### Set exercise 1
In the records, reproduce the stretch from the line containing "Our team needs the bounding box of the yellow" through the line containing "[167,308,202,343]", requests included, and increase every bounding-box coordinate in the answers by 117.

*****

Wotans original plan of a 'free' hero really only applies to Siegmund though. It is only at the end of Die Walkure that he realizes that Siegfried has been born. The only real 'plan' Wotan has, as far as I can see, is to spawn the twins and leave the sword in the tree. What happens from there: death of Siegmund, the birth of Siegfried, is a series of collisions that occur because of Fricka's interference. Siegfried is not the original hero Wotan imagines, Siegmund is. He just barely gets out of the starting gate before his death and then Wotan goes with a mostly hands off approach (except goading Mime into letting Siegfried forge the sword) towards Siegfried. It is only because of Wotan's wrath that Siegfried ends up becoming a child of nature, not because of his planning. So although Wotan still conceives the idea of a 'true free hero' it could be argued that it is because of Wotan's flaws (his temper) that Siegfried is raised in isolation which then leads to both his connection with nature and the flaws that lead to his downfall.

*****

### Set exercise 2
According to the passage on Wotan and Siegfried, what is the only real plan Wotan has?

### Extracted information
*****

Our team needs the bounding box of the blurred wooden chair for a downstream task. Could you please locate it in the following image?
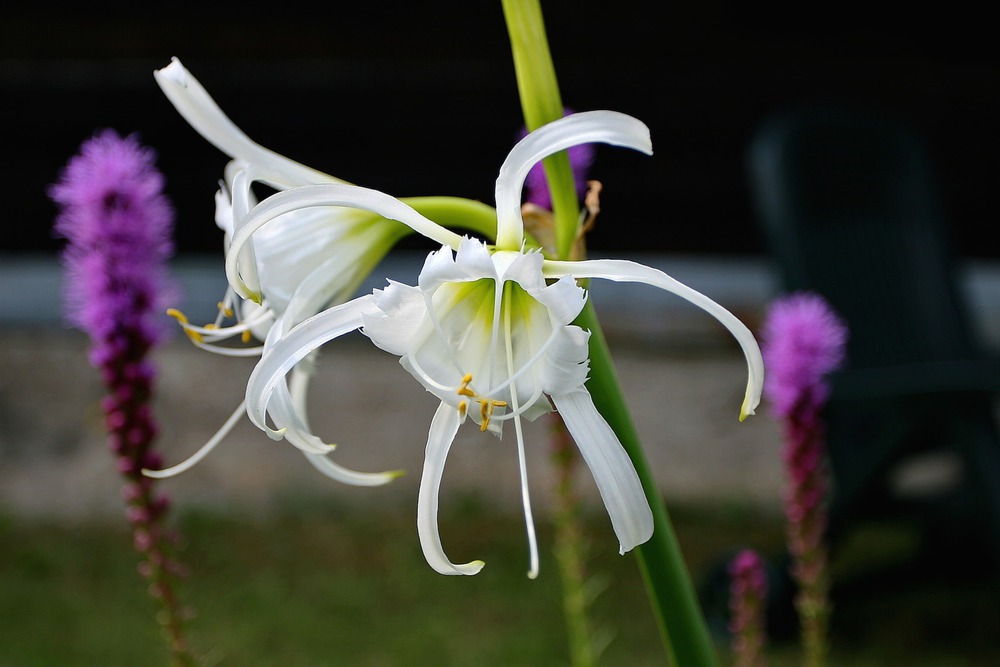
[747,108,1000,569]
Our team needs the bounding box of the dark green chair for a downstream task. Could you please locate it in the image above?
[747,108,1000,570]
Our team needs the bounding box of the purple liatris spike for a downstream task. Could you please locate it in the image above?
[762,292,848,667]
[521,109,594,211]
[49,130,173,358]
[729,549,768,667]
[762,292,847,417]
[49,130,193,665]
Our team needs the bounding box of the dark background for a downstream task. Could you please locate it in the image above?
[0,0,1000,258]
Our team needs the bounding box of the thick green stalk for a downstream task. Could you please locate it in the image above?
[577,301,717,667]
[397,197,497,239]
[502,0,716,667]
[502,0,580,259]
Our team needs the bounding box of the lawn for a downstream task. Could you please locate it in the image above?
[0,498,1000,667]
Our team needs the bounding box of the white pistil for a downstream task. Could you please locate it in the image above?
[503,282,538,579]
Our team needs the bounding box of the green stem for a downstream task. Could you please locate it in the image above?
[577,301,717,667]
[396,197,497,240]
[502,0,580,258]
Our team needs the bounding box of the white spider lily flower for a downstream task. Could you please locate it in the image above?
[236,111,763,577]
[146,58,409,486]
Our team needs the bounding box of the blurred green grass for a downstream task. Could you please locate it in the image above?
[0,498,1000,667]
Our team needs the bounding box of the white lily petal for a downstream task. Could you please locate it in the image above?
[142,402,246,479]
[496,111,653,250]
[289,366,403,486]
[153,58,343,187]
[417,403,485,575]
[305,452,405,486]
[246,295,374,438]
[544,259,764,421]
[226,184,462,300]
[362,280,427,356]
[552,388,653,553]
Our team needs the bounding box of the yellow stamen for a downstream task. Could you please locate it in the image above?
[458,373,476,398]
[455,373,507,431]
[167,308,202,343]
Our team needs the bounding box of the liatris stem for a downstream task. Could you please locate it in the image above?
[784,402,830,667]
[50,130,195,666]
[552,413,598,667]
[729,549,768,667]
[762,292,848,667]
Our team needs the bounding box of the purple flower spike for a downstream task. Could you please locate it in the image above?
[49,130,175,352]
[49,130,194,665]
[761,292,848,667]
[762,292,847,417]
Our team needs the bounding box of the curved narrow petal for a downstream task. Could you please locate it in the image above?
[153,58,343,188]
[226,183,462,301]
[246,295,374,440]
[142,402,246,479]
[543,259,764,421]
[288,364,404,486]
[417,403,485,575]
[304,452,405,486]
[552,388,653,553]
[496,111,653,250]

*****

### Full response 1
Our team needs the bounding box of the yellow stamen for a downstream task. Could you please locate it in the image above?
[575,490,593,515]
[572,490,624,548]
[284,425,319,460]

### Full response 2
To spawn the twins and leave the sword in the tree.